Please say how many lines of the listing hold "board", with no other words in the answer.

※

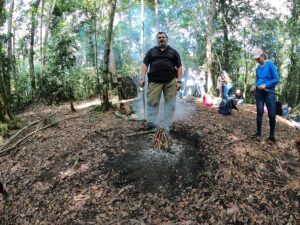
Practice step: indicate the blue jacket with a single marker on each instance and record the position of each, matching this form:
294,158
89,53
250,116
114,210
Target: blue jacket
267,75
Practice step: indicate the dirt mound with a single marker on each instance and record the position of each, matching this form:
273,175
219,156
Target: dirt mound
86,169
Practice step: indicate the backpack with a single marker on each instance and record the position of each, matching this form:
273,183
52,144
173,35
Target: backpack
225,107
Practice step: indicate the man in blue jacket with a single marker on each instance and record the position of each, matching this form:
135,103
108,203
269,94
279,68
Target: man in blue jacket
266,79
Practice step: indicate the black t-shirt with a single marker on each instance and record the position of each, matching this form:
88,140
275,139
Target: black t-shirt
163,64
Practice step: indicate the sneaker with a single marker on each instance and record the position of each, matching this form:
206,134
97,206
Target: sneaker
272,139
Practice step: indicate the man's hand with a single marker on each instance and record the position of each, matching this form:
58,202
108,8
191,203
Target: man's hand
178,85
253,88
142,82
262,87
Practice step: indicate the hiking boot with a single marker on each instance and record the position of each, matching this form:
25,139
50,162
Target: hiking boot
272,139
256,135
151,126
7,196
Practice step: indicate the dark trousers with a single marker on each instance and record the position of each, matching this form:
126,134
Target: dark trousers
262,97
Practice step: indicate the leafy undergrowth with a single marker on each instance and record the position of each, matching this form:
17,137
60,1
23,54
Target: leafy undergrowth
99,169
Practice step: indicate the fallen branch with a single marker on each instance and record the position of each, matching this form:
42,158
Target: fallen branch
19,132
23,129
6,151
140,133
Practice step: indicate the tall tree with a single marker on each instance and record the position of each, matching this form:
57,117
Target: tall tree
106,104
33,25
209,42
292,85
41,31
5,111
47,26
7,78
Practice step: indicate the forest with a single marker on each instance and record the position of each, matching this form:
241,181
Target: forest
54,51
88,166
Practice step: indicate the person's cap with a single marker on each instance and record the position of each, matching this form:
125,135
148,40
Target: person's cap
257,53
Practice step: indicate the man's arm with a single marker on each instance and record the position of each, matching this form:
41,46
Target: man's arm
143,75
179,73
179,77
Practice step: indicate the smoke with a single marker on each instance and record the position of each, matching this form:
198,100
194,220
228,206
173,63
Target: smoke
183,110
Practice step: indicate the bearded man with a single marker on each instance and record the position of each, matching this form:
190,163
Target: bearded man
164,76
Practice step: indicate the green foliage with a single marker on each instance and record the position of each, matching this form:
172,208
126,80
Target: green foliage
3,129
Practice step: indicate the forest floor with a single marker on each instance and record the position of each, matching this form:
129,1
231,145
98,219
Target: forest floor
97,168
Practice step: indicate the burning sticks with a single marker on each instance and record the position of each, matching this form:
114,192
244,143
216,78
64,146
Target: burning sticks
162,140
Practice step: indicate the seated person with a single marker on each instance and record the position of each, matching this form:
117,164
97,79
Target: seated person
238,98
227,83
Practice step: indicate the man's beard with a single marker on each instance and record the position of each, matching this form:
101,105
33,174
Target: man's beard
162,44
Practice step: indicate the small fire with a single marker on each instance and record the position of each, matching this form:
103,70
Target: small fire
162,140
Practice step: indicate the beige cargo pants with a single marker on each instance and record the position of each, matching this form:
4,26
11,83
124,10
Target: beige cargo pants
169,90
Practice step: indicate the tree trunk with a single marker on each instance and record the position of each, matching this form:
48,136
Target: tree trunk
96,50
8,74
209,42
41,32
5,111
4,103
142,29
33,26
106,104
156,14
47,25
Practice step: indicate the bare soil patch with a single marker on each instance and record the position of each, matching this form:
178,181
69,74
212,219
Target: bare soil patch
87,170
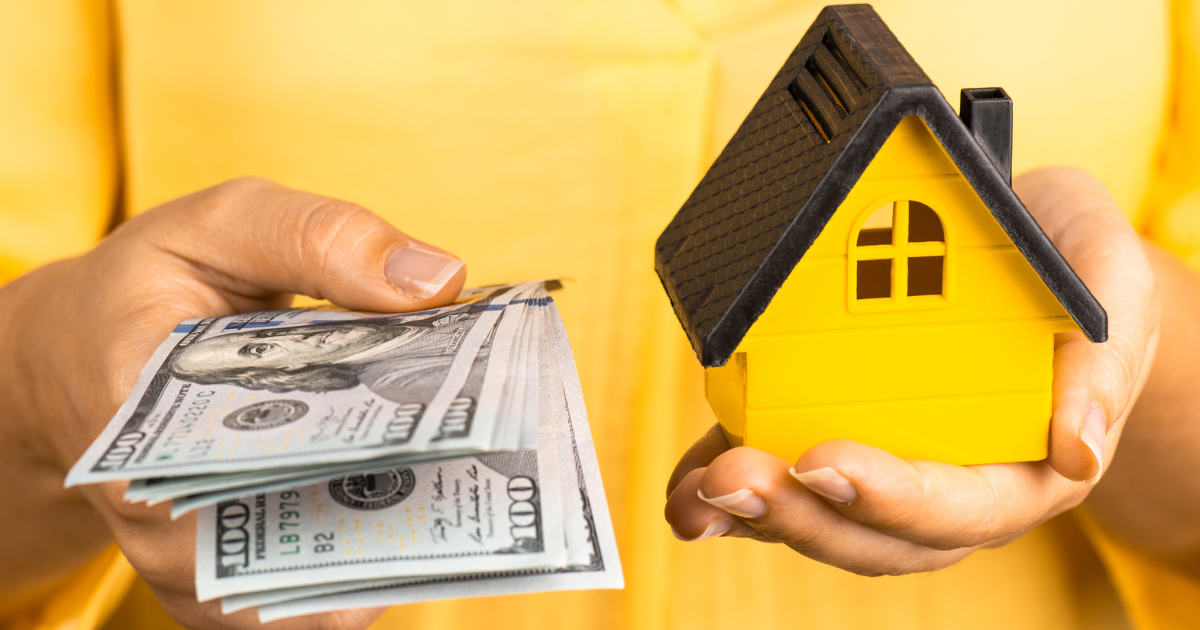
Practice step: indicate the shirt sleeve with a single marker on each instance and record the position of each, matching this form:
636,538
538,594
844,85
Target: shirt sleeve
1171,216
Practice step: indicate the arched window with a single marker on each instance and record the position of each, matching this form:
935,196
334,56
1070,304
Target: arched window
899,255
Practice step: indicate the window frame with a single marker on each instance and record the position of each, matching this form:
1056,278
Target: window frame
899,252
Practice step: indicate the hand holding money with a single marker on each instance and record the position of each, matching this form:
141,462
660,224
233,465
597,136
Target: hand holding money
81,330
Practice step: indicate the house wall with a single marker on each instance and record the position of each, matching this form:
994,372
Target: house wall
964,379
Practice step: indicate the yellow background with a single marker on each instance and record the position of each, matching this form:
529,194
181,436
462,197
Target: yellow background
544,138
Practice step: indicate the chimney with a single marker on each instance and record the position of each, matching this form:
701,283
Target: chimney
988,113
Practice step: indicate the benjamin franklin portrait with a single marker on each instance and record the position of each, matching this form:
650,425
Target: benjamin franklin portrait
389,355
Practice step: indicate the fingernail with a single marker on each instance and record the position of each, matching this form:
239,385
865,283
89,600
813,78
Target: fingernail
742,503
419,273
827,483
712,531
1095,426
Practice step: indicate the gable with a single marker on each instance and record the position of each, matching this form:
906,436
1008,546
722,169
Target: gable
791,165
988,279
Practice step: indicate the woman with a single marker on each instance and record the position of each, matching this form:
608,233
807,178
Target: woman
557,139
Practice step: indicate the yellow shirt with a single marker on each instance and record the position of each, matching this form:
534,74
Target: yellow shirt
549,138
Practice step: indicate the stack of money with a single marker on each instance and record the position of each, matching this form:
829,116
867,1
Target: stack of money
343,460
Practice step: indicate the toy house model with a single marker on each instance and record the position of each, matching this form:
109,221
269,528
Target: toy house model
855,264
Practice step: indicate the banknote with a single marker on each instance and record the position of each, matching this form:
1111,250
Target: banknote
593,559
295,388
339,460
487,511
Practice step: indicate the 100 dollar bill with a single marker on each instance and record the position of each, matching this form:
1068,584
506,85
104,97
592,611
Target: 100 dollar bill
297,388
487,511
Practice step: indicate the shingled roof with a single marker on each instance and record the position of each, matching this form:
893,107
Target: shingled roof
792,162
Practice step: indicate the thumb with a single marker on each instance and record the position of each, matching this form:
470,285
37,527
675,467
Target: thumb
261,238
1095,384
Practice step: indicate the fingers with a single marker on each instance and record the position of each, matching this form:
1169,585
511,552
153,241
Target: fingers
755,495
930,503
1095,384
261,237
150,541
693,520
705,450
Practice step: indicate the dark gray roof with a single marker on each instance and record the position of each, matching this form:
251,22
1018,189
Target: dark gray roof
792,162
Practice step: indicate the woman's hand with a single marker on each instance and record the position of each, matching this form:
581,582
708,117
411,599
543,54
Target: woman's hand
76,334
868,511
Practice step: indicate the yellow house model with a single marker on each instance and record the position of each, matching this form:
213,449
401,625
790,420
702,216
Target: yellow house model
856,264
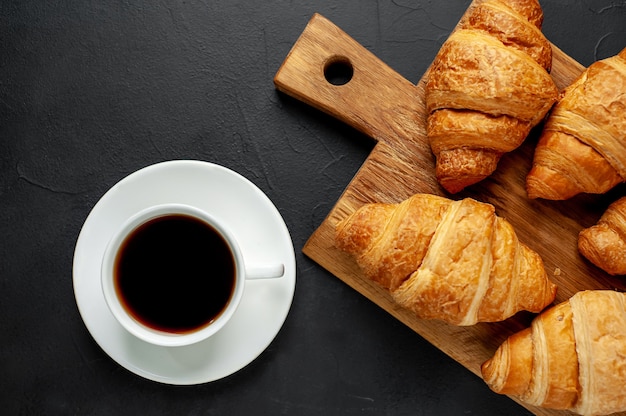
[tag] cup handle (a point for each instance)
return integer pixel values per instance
(269, 271)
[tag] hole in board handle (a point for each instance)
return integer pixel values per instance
(338, 70)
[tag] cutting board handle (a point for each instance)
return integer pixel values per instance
(375, 100)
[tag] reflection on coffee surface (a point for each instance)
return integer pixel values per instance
(175, 273)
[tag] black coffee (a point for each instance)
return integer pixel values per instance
(175, 273)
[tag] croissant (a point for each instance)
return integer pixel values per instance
(582, 148)
(573, 356)
(487, 87)
(454, 261)
(604, 244)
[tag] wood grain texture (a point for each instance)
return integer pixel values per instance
(382, 104)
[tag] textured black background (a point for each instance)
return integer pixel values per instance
(91, 91)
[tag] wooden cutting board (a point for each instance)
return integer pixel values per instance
(382, 104)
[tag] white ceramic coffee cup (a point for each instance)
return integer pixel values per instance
(243, 272)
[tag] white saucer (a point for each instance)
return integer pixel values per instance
(262, 235)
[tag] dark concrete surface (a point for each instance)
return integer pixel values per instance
(91, 91)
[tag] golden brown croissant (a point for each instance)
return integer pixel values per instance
(582, 148)
(450, 260)
(487, 87)
(604, 244)
(572, 357)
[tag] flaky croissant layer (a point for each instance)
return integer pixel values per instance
(450, 260)
(573, 357)
(582, 148)
(488, 86)
(604, 244)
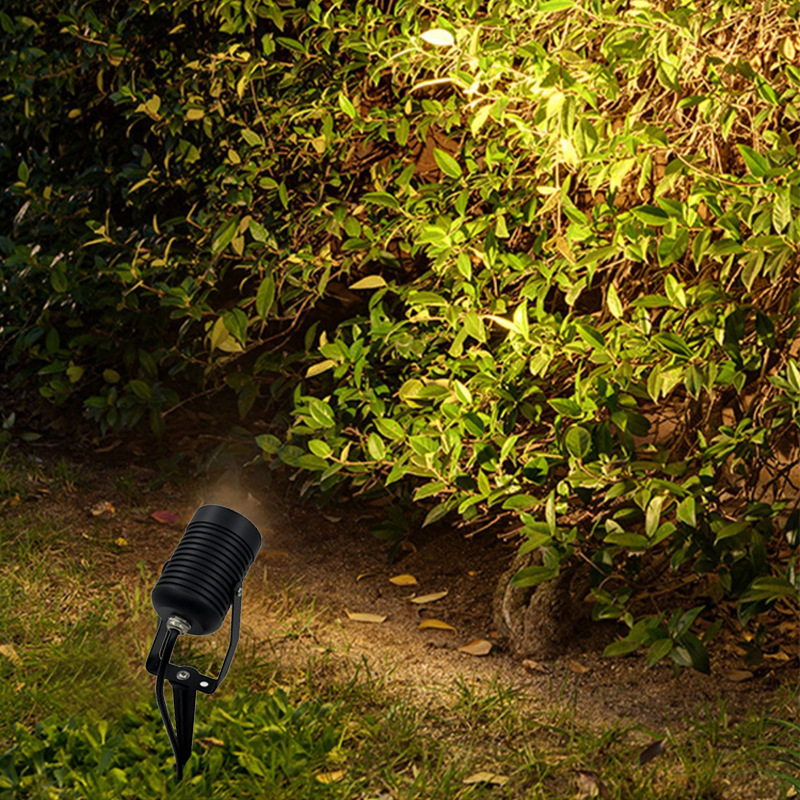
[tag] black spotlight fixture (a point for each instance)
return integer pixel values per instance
(197, 586)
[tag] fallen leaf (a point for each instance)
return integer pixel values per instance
(486, 777)
(779, 656)
(534, 666)
(435, 623)
(477, 647)
(109, 447)
(104, 507)
(404, 580)
(358, 616)
(165, 517)
(331, 777)
(428, 598)
(273, 555)
(651, 751)
(588, 784)
(11, 654)
(577, 667)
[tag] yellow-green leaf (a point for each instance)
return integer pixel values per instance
(369, 282)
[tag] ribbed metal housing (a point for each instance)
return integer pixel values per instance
(210, 561)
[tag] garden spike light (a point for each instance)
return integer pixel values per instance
(196, 588)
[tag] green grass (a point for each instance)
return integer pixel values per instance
(78, 719)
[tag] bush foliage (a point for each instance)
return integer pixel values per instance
(524, 263)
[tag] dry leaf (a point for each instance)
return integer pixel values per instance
(534, 666)
(779, 656)
(486, 777)
(477, 647)
(577, 667)
(404, 580)
(438, 36)
(358, 616)
(165, 517)
(103, 507)
(428, 598)
(110, 447)
(331, 777)
(11, 654)
(588, 784)
(435, 623)
(651, 751)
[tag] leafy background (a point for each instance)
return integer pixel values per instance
(523, 265)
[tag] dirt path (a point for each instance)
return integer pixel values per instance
(323, 560)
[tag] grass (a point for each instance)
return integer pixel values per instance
(77, 716)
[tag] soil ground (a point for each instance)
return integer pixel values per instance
(329, 558)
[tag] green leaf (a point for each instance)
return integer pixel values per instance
(691, 653)
(447, 163)
(670, 249)
(318, 369)
(674, 344)
(140, 389)
(533, 576)
(566, 407)
(320, 448)
(730, 530)
(347, 107)
(591, 335)
(268, 443)
(321, 412)
(376, 447)
(651, 215)
(634, 541)
(657, 651)
(390, 428)
(782, 209)
(401, 131)
(613, 302)
(768, 588)
(429, 489)
(578, 441)
(436, 514)
(674, 291)
(224, 235)
(757, 165)
(621, 648)
(653, 514)
(686, 512)
(369, 282)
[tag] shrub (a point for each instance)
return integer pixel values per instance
(535, 267)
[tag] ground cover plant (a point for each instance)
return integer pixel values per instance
(323, 724)
(523, 264)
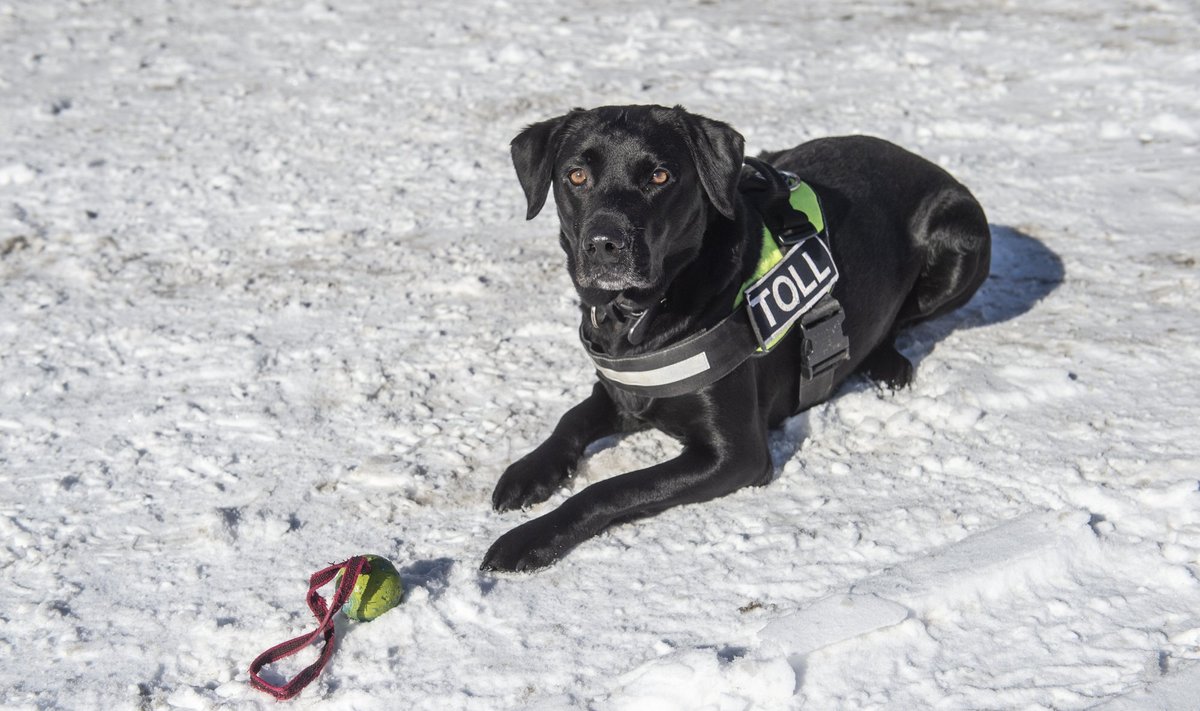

※

> _Answer box_
3